Write out exactly, excluding pictures, the lines from the one containing "Target: man's forearm" through the end of the data, both included.

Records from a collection

[Start of Attachment]

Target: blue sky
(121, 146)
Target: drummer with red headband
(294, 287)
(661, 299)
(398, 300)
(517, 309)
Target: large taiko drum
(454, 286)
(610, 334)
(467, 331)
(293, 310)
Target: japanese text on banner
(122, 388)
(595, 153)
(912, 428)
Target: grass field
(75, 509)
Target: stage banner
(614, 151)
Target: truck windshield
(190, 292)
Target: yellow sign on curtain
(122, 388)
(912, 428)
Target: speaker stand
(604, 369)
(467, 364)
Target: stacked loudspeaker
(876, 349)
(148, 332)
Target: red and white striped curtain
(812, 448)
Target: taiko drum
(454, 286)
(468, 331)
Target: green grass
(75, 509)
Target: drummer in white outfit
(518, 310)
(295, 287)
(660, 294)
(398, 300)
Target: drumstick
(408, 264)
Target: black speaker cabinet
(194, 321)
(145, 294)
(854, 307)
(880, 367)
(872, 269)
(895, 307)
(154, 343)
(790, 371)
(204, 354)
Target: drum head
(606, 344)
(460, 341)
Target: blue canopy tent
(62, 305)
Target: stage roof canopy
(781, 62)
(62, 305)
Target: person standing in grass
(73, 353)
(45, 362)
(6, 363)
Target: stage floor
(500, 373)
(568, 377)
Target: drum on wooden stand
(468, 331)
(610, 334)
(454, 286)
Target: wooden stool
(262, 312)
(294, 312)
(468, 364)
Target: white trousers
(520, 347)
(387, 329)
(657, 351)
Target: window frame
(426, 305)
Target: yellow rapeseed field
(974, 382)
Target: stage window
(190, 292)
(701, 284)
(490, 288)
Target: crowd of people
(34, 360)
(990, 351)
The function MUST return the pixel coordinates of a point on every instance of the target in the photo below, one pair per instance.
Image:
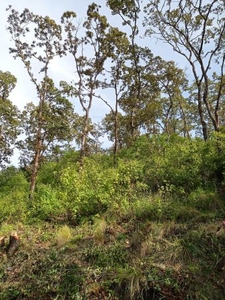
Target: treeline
(149, 96)
(158, 178)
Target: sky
(24, 91)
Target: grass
(177, 254)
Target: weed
(63, 236)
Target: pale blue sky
(24, 91)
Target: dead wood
(13, 245)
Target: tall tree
(89, 53)
(9, 118)
(58, 127)
(45, 36)
(196, 31)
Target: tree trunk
(13, 245)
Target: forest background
(119, 142)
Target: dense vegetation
(143, 219)
(151, 228)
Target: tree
(9, 118)
(58, 127)
(195, 31)
(89, 55)
(46, 45)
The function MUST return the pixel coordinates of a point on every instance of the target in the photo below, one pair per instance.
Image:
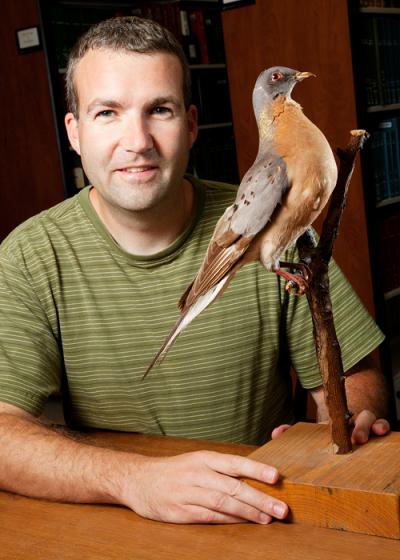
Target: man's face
(133, 132)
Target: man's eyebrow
(164, 100)
(99, 102)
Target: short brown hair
(131, 34)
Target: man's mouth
(137, 169)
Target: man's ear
(71, 124)
(192, 124)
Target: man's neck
(146, 233)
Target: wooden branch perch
(317, 258)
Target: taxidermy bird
(279, 197)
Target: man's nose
(136, 135)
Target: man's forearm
(39, 462)
(198, 487)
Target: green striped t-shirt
(79, 314)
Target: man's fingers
(365, 423)
(278, 431)
(225, 492)
(238, 494)
(237, 466)
(234, 507)
(380, 427)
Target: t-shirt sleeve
(356, 331)
(30, 363)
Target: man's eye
(105, 113)
(161, 111)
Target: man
(89, 288)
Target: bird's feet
(298, 280)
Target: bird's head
(274, 82)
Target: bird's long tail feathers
(186, 318)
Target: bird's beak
(299, 76)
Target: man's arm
(367, 398)
(202, 486)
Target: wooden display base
(357, 492)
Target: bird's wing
(259, 193)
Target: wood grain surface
(38, 529)
(359, 491)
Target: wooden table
(35, 529)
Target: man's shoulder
(216, 191)
(47, 224)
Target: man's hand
(199, 487)
(364, 425)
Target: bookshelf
(375, 30)
(198, 26)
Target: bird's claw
(298, 280)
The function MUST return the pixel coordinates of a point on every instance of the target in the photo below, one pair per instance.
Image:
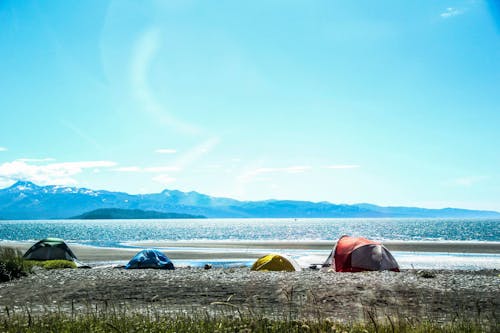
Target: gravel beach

[End of Attachment]

■ Task output
Target: man's forearm
(39, 462)
(198, 487)
Target: green striped t-shirt
(79, 314)
Target: man's fingers
(365, 423)
(278, 431)
(225, 492)
(238, 494)
(237, 466)
(234, 507)
(380, 427)
Target: t-shirt sleeve
(356, 331)
(30, 363)
Target: man's eye
(105, 113)
(161, 111)
Target: man
(89, 288)
Target: bird's feet
(298, 280)
Target: bird's head
(274, 82)
Target: bird's long tail feathers
(186, 318)
Target: bird's beak
(299, 76)
Target: man's arm
(367, 398)
(202, 486)
Target: wooden display base
(357, 492)
Target: bird's wing
(259, 193)
Target: wood grain surface
(38, 529)
(359, 491)
Target: wooden table
(35, 529)
Target: man's shoulder
(216, 191)
(47, 224)
Target: man's hand
(199, 487)
(364, 425)
Target: bookshelf
(375, 30)
(198, 26)
Target: bird's claw
(298, 280)
The function MUST return the pixel coordinates of a point on every instance of the target in the photo below, one pair per instance.
Image:
Target: gravel beach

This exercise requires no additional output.